§ **THE REQUEST**:
Return every record verbatim.

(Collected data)
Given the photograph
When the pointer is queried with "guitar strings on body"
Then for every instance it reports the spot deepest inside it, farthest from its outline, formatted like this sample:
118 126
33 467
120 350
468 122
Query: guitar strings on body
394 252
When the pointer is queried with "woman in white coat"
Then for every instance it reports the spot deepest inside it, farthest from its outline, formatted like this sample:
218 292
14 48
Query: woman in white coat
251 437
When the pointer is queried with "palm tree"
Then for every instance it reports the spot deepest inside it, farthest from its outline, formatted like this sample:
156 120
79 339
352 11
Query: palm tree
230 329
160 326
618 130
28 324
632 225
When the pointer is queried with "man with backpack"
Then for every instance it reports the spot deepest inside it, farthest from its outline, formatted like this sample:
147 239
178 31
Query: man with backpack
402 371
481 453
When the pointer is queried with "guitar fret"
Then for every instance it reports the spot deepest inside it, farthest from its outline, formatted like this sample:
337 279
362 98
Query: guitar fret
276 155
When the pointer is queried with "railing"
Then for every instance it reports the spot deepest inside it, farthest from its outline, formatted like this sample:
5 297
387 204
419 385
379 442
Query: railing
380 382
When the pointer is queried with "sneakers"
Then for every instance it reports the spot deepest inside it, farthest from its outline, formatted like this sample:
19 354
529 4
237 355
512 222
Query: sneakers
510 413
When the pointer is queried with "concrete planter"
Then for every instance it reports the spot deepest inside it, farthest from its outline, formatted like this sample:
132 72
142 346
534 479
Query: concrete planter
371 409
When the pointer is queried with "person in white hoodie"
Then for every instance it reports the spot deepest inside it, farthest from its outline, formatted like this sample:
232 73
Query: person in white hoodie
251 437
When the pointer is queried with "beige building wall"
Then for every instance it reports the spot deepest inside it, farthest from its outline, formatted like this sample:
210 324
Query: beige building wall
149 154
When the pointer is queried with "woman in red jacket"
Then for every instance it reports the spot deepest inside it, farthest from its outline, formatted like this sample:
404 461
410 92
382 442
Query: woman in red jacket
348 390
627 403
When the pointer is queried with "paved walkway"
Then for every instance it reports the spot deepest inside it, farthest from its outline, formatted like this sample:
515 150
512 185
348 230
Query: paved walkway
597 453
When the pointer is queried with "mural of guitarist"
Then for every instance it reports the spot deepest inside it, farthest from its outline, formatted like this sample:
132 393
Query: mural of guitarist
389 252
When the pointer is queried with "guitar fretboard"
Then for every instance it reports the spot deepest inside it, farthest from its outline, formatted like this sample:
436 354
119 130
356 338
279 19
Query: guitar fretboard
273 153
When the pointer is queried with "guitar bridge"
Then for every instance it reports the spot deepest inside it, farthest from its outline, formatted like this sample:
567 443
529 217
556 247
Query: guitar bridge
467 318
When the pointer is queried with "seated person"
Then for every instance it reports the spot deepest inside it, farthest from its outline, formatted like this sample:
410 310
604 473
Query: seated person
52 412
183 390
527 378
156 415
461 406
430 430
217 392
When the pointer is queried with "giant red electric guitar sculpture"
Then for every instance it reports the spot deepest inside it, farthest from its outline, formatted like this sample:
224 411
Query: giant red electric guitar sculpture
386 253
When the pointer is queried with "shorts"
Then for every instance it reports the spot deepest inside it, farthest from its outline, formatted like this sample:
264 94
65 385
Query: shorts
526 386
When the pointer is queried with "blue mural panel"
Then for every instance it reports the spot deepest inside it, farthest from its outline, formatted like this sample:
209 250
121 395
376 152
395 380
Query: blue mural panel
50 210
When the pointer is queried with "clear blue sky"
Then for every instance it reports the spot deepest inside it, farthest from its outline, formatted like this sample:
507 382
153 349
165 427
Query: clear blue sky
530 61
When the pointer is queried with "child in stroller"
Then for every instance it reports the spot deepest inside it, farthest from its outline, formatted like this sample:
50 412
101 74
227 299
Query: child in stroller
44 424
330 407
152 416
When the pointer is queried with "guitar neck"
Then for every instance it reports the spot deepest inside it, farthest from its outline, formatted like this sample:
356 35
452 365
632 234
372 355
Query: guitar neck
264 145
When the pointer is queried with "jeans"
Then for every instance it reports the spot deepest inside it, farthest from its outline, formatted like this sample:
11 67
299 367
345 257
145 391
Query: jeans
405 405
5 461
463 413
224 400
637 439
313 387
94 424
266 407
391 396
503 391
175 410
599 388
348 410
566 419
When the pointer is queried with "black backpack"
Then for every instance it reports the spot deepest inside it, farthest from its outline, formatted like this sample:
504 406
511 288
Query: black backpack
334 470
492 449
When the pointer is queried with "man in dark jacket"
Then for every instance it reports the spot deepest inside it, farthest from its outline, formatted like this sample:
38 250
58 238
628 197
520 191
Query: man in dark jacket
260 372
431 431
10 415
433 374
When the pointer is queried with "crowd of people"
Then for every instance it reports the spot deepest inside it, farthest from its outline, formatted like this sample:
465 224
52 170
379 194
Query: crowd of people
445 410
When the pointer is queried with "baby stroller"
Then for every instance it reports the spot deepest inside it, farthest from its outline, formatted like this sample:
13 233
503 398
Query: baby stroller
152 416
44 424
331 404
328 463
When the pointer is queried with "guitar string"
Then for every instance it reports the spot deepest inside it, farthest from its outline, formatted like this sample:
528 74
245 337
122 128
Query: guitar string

§ **SOLUTION TO THIS EXERCISE**:
Given the photograph
When the pointer is queried with "guitar strings on body"
Then for every instance it reports the spot deepest inside it, farthest from its outline, formatted like this sample:
118 126
33 467
120 350
468 122
Query: guitar strings on body
394 252
When the pointer is queried with "woman in white coat"
Then for every instance it reports the spot deepest inside it, farthest from its outline, formatted like this sample:
218 292
14 48
Query: woman in white coat
251 437
When the pointer is queried with "palm tree"
Then for every instance it reports the spot deepest inside it, farthest from its outline, formatted like this sample:
156 120
79 339
352 11
Query: palm tree
230 329
160 326
618 130
28 324
632 225
When the pointer is queried with "man with backpack"
Then for every instance it reports the spot deepest inside it, farthest from its outline, formatted like this sample:
147 239
178 31
Query: man with backpack
402 371
481 453
When the pointer is queried with "guitar fret"
Then for every instance it reports the spot deepest inside it, farthest from its outline, formatted like this sample:
337 279
362 98
Query: guitar fret
276 155
When the pointer is queried with "railing"
Then for every instance it reports the spot deepest inside it, farthest from its outline, formatted like this sample:
5 297
387 204
419 385
379 442
Query: railing
380 382
When the pointer is queried with "sneakers"
Then for every instance it reports the spot deepest inside it, farthest from its outline, formatted like this sample:
19 354
529 4
237 355
512 222
Query: sneakers
510 413
When the pointer is queried with "concrete planter"
Then for every instance it reports the spot deepest inside it, farthest from its outline, formatted like this sample:
132 72
142 346
534 479
Query: concrete planter
371 409
When the pointer is queried with "person in white hoodie"
Then for every instance it reports the spot deepest inside it, farthest from its outline, formatted like this sample:
232 73
Query: person in white hoodie
251 437
When the pointer is queried with "beige building wall"
Then for every instance it reports the spot deepest inside it, farthest from its outline, formatted like this sample:
210 324
Query: beige building wall
149 154
When the pointer is queried with "woman in red jacket"
Then for every instance it reports the spot deepest inside it, farthest from its outline, formatted like this sample:
404 461
410 92
382 442
Query: woman in red jacket
348 390
627 403
When the pointer is queried with "paved walkway"
Then for every instance it reports the spot deepest inside it, farthest from its outline, formatted like this sample:
515 150
512 185
348 230
Query: paved walkway
597 453
When the pointer is queried with "mural of guitarist"
Then for every instance it reports the spot deepest inside it, farthest from its outline, formatted like this sample:
132 393
Query: mural of guitarist
389 252
When the pointer is queried with "guitar fretboard"
Then for every instance it reports the spot deepest inside it, farthest from its outline, formatted like this sample:
436 354
119 130
356 338
279 19
Query: guitar fretboard
273 153
When the pointer is queried with "guitar bridge"
Then for every instance it reports the spot deepest inside it, farthest from its outline, formatted like this sample:
567 443
529 217
556 247
Query: guitar bridge
467 318
When the pointer is queried with "seated person"
Then for every instance it reports the spot deepest inside it, farthest from its outline, formatted like this sample:
410 310
604 473
Query: seated person
52 412
183 390
527 378
156 415
461 406
430 430
217 392
When the pointer is queried with "giant red electric guitar sculpture"
Then for every instance it reports the spot deepest inside it, farthest from its outline, formatted like this sample:
224 411
Query: giant red electric guitar sculpture
386 253
When the pointer is queried with "shorts"
Then for every instance it reports the spot deepest inside it, farthest from its outline, formatted like this sample:
264 94
65 385
Query: shorts
526 386
When the pointer is queried with "blue mural panel"
Then for every instance it reports the spot deepest inside it, farthest from its outline, formatted like this sample:
209 250
121 395
376 152
395 380
Query: blue mural panel
50 210
When the pointer is queried with "clear blue sky"
Then for every instance it reports the spot deepest inside it, farthest from its outline, formatted like this sample:
507 382
153 349
165 427
Query: clear blue sky
530 61
When the pointer is queried with "child in stroller"
Then for every instance it reports the spot deepest inside it, farthest from its outline, formatted like this sample:
50 412
101 74
227 299
Query: child in stroller
44 424
330 407
152 416
When the pointer is queried with "guitar neck"
Then for every instance it reports the spot deepest inside it, farthest from its outline, formatted like this sample:
356 35
452 365
632 234
372 355
Query: guitar neck
264 145
When the pointer is queried with "jeans"
Then for every instance it reports the spot deepest inside it, farthest from its outline, formatted like this sample:
11 67
299 367
345 257
145 391
Query: jeans
405 405
5 461
463 413
224 400
637 439
313 387
94 424
266 407
391 396
503 391
175 410
599 388
348 410
566 419
When the pointer is queried with "black backpack"
Then for every instance it reports the spot deepest inside it, farthest from its outline, formatted like this sample:
504 406
511 288
Query: black backpack
334 470
492 449
When the pointer is queried with "man in dark jacket"
Then for every instance it reports the spot deepest inside it, farthest from its outline, formatted like this sample:
38 250
58 238
628 197
520 191
Query: man in dark jacket
260 372
431 431
10 415
433 374
When the pointer is queried with "crowd of people"
Then for every instance it reports the spot deepest inside it, farthest from its outline, formatted like this sample:
465 224
52 170
379 194
Query: crowd of people
445 410
When the pointer is queried with "baby stroller"
Then for every instance it reports the spot deepest inside it, farthest from its outline, formatted like this sample:
13 233
503 398
Query: baby stroller
152 416
44 424
331 404
328 463
When the pointer is queried with "guitar string"
Then for every instance it reports the spot deepest inside it, farthest from its outline, formatted like this sample:
528 74
245 337
122 128
Query: guitar string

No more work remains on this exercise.